Activity:
Can you condense the text on Linear A and B into two sentences?

Excerpted text:

Linear A and B

Linear A and the derivative Linear B are two very old languages.  (2500–1200 B.C.E).

Linear A is one of two currently un-deciphered ancient writing systems and is believed to have been used in palaces and religious settings while Linear B had a more common usage and seems to have been used as a language of trade. Deciphered examples appear to be lists of items for barter, numbers and even fractions.

Inscriptions in Linear A have been found carved on offering tables found in the many peak sanctuaries on the mountains of Crete and there has been an acceptance of a clear relationship between Linear A and Sanskrit, the ancient language of India. There is also a connection to Hittite and Armenian.

This relationship allows us to place the Minoan language among the so-called Indo-European languages, a vast family that includes Modern Greek and the Latin of Ancient Rome. The Minoan and Greek languages are considered to be different branches of Indo-European. The Minoans probably moved from Anatolia to the island of Crete about 10,000 years ago. There were similar population movements to Greece. The relative isolation of the population which settled in Crete resulted in the development of its own language, Minoan, which is considered different to Mycenaean.

In the Minoan language (Linear A), there are no purely Greek words, as is the case in Mycenaean Linear B; it contains only words also found in Greek, Sanskrit and Latin, i.e. sharing the same Indo-European origin."

I include this here as Linear A and B have been found mostly in Crete, Linear A has been unearthed chiefly on Crete, but also at other sites in Greece, as well as Turkey and Israel (specifically Tel Haror and Tel Lachish).

Tel Haror has been identified as the biblical city of
Gerar at the site of Tell Abu Hureira (Tel Haror). Of the cities in ancient Judah, Tel Lachish was second in importance only to Jerusalem.

Let’s suppose for a minute that such old languages were all a derivative of an even earlier language.

Excerpted data:
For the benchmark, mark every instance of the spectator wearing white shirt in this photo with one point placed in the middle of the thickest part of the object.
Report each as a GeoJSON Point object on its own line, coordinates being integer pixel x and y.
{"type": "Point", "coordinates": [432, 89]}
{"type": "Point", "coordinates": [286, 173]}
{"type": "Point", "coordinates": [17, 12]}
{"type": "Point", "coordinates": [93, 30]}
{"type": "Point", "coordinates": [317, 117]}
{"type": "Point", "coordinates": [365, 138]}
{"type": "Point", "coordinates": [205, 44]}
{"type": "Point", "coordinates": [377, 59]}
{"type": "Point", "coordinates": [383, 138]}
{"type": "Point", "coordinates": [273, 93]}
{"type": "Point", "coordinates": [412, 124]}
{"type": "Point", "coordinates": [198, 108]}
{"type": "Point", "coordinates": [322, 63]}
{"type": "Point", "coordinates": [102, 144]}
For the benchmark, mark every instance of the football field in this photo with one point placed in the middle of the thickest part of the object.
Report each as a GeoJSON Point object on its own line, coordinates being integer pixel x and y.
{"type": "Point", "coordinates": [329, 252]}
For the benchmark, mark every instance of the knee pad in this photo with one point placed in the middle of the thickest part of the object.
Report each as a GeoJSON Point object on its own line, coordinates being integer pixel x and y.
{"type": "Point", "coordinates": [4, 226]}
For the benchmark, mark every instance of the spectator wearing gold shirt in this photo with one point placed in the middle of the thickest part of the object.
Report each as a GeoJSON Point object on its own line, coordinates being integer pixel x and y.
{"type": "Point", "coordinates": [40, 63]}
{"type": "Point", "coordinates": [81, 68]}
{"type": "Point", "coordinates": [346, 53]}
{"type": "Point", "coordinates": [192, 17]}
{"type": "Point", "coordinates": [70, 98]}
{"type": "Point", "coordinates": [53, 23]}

--

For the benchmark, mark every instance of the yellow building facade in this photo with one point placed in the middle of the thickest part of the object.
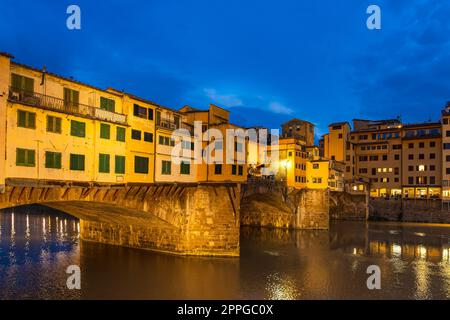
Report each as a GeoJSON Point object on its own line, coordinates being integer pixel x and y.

--

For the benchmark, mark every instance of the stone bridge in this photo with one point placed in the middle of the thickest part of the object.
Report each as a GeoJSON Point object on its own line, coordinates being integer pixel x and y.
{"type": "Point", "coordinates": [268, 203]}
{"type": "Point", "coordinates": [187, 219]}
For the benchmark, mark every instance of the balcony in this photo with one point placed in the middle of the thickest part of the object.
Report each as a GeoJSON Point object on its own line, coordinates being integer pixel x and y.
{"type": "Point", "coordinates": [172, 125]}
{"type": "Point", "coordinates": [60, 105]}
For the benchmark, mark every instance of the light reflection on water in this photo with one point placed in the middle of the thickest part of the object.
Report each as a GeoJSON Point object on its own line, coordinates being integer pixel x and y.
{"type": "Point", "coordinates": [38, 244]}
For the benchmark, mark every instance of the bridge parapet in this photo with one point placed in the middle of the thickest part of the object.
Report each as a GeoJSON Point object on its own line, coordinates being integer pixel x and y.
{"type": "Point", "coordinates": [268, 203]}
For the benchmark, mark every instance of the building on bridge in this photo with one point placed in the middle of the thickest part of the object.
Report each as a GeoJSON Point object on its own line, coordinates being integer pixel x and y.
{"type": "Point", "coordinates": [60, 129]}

Response below:
Linear A is one of two undeciphered ancient writing systems and is believed to have been used in palaces and religious settings. Its derivative Linear B seems to have served as a language of trade, and the text links Linear A to Sanskrit, Hittite and Armenian, which places Minoan among the Indo-European languages as a branch distinct from Greek.